(Given text)
Others turned on Yandex in the aftermath of Russia’s invasion of Ukraine in February 2022. Former employees accused the company of collaborating with the military, and the European Union sanctioned Volozh personally for “supporting, materially or financially, the Government of the Russian Federation” through his role as CEO of a company that was “promoting state narratives in its search results.” Later that year, anti-war protesters began squatting in (and, he says, destroying) his Amsterdam mansion.

The same day sanctions against him were announced, Volozh stepped down as Yandex CEO. The criticism the company faced after the war began references a time when he had no control over Yandex, Volozh now claims. “That was one of the reasons actually for us [Volozh and his Yandex team] to leave, because you couldn’t influence [the company] anymore,” he says.

In August 2023, he became the rare Russian business leader to publicly condemn the war in Ukraine. “Russia’s invasion of Ukraine is barbaric, and I am categorically against it,” he said in a statement. Today, he emphasizes that he stands by those words, even though he cannot comment publicly on why he waited 18 months after the invasion to speak out. “My views are the same as they were almost a year ago,” he insists.

(Data entries)
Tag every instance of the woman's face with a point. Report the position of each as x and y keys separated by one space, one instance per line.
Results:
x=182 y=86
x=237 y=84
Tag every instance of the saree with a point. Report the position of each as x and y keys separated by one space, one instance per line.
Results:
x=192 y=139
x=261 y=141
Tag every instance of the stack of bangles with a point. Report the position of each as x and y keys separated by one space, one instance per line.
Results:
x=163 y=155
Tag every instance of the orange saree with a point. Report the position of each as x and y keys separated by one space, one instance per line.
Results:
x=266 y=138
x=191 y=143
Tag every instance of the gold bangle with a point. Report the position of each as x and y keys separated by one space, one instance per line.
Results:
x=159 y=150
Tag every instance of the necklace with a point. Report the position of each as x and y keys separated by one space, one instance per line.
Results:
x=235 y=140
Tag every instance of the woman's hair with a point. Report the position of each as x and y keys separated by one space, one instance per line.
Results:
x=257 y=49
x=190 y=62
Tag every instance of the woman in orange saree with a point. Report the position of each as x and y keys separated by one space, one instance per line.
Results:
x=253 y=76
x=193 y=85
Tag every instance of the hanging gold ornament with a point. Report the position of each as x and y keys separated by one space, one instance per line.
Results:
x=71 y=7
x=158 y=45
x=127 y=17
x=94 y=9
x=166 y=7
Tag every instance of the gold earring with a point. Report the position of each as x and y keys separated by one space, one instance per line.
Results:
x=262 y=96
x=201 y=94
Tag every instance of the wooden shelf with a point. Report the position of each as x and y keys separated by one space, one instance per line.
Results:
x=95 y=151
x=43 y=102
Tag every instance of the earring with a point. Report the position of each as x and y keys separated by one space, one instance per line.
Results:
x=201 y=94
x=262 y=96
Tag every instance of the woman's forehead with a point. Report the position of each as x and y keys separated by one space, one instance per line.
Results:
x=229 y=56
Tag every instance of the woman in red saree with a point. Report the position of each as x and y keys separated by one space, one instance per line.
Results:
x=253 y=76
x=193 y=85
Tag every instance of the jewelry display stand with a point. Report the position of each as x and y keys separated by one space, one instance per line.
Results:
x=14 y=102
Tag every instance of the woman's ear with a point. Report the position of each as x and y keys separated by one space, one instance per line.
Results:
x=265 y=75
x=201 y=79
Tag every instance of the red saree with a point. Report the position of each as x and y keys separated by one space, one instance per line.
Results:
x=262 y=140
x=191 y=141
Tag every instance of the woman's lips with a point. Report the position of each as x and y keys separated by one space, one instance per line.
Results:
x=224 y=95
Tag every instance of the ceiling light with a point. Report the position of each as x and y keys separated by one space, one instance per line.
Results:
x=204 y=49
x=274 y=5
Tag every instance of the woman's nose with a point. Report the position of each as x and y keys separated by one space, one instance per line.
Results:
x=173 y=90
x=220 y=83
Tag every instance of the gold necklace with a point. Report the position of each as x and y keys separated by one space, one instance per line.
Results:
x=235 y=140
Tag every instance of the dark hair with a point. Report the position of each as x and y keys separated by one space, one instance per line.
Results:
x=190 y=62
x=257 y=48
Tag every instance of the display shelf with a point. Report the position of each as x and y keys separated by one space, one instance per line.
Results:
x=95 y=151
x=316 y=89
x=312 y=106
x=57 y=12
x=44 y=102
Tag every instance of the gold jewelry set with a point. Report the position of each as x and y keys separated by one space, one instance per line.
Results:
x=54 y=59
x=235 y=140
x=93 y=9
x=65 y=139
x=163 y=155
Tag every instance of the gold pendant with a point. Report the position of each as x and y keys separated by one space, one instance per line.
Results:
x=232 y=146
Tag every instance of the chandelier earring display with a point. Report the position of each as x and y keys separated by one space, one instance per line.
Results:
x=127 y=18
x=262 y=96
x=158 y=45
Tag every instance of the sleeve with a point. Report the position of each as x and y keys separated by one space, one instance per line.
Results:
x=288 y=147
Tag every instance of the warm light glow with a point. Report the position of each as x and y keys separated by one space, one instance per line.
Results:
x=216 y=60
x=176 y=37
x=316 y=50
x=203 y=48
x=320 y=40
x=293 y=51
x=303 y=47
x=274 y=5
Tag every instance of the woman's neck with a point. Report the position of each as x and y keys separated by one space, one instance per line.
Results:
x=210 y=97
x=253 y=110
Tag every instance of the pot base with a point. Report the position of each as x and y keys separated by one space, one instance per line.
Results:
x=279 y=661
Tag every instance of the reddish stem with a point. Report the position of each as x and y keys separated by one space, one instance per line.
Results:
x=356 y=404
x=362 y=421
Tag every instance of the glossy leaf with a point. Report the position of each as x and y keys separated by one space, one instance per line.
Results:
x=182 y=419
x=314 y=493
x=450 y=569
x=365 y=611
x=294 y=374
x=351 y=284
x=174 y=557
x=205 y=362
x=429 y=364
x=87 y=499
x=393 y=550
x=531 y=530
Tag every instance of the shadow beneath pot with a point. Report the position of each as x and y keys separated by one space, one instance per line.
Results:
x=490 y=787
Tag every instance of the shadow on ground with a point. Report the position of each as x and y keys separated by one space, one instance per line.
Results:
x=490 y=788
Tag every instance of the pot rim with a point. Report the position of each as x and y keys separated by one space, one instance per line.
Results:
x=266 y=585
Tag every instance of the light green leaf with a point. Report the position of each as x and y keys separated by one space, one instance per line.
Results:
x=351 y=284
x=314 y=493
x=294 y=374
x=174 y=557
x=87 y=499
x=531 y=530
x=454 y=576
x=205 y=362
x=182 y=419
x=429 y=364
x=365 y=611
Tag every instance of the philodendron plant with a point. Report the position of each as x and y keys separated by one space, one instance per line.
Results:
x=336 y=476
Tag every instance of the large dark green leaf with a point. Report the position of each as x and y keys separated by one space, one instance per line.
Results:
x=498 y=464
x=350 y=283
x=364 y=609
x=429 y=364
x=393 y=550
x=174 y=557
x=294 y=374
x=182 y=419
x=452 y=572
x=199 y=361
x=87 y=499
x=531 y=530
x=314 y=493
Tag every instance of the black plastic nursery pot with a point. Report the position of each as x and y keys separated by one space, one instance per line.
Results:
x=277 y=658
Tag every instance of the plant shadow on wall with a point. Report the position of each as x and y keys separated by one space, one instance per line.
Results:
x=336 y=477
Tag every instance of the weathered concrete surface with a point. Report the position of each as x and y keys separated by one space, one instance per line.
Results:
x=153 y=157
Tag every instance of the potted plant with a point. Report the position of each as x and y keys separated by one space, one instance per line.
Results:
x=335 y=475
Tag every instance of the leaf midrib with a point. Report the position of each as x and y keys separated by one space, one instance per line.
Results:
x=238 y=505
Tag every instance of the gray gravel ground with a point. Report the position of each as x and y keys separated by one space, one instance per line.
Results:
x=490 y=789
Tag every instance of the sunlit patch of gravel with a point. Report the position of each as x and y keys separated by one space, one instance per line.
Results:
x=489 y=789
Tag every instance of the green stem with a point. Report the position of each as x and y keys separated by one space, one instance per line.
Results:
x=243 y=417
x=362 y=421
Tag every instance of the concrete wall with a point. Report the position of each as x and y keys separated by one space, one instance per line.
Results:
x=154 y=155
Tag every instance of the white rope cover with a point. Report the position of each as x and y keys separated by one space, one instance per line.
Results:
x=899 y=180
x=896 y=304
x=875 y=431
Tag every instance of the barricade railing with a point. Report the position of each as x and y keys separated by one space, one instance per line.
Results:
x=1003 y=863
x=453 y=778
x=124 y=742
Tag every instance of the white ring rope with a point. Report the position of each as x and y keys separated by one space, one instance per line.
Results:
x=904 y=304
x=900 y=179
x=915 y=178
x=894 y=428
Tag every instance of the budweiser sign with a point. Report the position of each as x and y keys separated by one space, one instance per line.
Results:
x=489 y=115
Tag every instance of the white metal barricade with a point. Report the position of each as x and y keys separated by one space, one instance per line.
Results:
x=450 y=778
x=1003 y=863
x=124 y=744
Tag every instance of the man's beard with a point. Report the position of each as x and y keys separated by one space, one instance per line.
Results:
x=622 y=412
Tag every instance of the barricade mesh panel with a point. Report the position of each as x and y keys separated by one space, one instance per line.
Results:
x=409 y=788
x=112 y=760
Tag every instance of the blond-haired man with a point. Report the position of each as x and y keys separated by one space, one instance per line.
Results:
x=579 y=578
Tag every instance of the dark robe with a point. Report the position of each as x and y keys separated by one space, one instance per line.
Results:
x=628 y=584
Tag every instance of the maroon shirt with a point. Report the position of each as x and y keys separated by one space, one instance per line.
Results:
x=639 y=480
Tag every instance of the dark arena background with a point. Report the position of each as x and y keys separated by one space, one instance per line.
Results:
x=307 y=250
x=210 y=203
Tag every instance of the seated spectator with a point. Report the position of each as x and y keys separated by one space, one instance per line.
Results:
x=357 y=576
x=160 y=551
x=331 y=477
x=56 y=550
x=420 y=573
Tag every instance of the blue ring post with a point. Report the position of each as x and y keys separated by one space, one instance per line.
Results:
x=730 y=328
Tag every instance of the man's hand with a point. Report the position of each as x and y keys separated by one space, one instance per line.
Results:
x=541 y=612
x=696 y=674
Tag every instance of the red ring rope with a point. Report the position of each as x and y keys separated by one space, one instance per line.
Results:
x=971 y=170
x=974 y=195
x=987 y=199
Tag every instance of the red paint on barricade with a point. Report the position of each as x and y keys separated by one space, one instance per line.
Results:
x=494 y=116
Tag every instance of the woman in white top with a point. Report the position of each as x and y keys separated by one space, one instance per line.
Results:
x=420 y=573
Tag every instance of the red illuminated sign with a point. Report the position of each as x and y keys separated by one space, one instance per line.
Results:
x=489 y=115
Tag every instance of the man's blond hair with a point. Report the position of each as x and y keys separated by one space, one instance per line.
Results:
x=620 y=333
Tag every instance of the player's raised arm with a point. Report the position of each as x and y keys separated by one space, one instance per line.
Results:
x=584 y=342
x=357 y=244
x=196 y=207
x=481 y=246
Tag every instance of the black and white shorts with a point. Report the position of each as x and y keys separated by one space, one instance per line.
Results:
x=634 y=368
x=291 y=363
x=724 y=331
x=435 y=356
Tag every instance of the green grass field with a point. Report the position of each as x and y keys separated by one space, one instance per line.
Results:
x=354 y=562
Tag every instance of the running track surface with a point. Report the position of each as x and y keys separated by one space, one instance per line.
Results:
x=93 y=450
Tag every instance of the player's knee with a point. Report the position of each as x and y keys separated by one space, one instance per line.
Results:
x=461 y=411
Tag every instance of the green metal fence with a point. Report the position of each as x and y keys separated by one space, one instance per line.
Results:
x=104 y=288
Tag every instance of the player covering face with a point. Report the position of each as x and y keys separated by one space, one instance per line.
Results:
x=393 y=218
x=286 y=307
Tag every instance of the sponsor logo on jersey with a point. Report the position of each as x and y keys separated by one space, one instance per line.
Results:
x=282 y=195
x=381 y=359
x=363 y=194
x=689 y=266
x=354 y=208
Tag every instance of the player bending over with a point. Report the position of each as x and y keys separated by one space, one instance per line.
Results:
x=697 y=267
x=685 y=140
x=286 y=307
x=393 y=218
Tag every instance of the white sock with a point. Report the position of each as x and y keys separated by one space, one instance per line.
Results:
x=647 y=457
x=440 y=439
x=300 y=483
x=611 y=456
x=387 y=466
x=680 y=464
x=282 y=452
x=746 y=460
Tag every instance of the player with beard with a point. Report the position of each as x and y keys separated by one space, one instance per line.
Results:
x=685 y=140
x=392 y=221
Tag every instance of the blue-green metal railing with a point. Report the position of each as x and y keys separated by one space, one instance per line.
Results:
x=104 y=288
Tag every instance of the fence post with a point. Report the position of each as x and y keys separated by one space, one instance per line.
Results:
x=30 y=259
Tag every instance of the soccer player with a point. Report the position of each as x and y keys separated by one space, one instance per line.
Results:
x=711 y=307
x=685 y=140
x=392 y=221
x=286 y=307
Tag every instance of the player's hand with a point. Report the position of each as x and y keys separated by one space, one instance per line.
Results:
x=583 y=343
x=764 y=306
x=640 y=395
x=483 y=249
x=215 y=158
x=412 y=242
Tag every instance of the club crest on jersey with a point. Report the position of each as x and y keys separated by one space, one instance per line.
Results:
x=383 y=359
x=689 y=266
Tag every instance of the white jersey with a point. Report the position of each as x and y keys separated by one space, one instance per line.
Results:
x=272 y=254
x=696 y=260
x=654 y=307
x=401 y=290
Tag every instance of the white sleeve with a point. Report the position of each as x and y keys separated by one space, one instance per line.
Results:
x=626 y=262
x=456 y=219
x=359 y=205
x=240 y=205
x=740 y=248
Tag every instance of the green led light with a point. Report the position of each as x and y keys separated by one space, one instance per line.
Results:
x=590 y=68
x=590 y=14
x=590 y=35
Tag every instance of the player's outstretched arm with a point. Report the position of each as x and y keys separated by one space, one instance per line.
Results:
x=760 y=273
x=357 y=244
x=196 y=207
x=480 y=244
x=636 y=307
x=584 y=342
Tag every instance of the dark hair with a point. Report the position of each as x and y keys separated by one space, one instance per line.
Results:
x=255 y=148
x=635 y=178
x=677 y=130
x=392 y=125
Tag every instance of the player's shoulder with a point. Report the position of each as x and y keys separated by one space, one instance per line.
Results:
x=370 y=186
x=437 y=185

(Required tasks)
[1] Please condense the paragraph of the Yandex text that begins "The same day sanctions against him were announced" into a short bulleted list that keeps its main facts.
[2] In the Yandex text, when did Volozh publicly condemn the war in Ukraine?

(Solutions to each task)
[1]
- Volozh resigned as Yandex CEO on the day the sanctions against him were announced.
- He now claims that the criticism Yandex faced after the war began concerns a period when he had no control over the company.
- He says that losing the ability to influence the company was one of the reasons he and his Yandex team left.

[2] August 2023.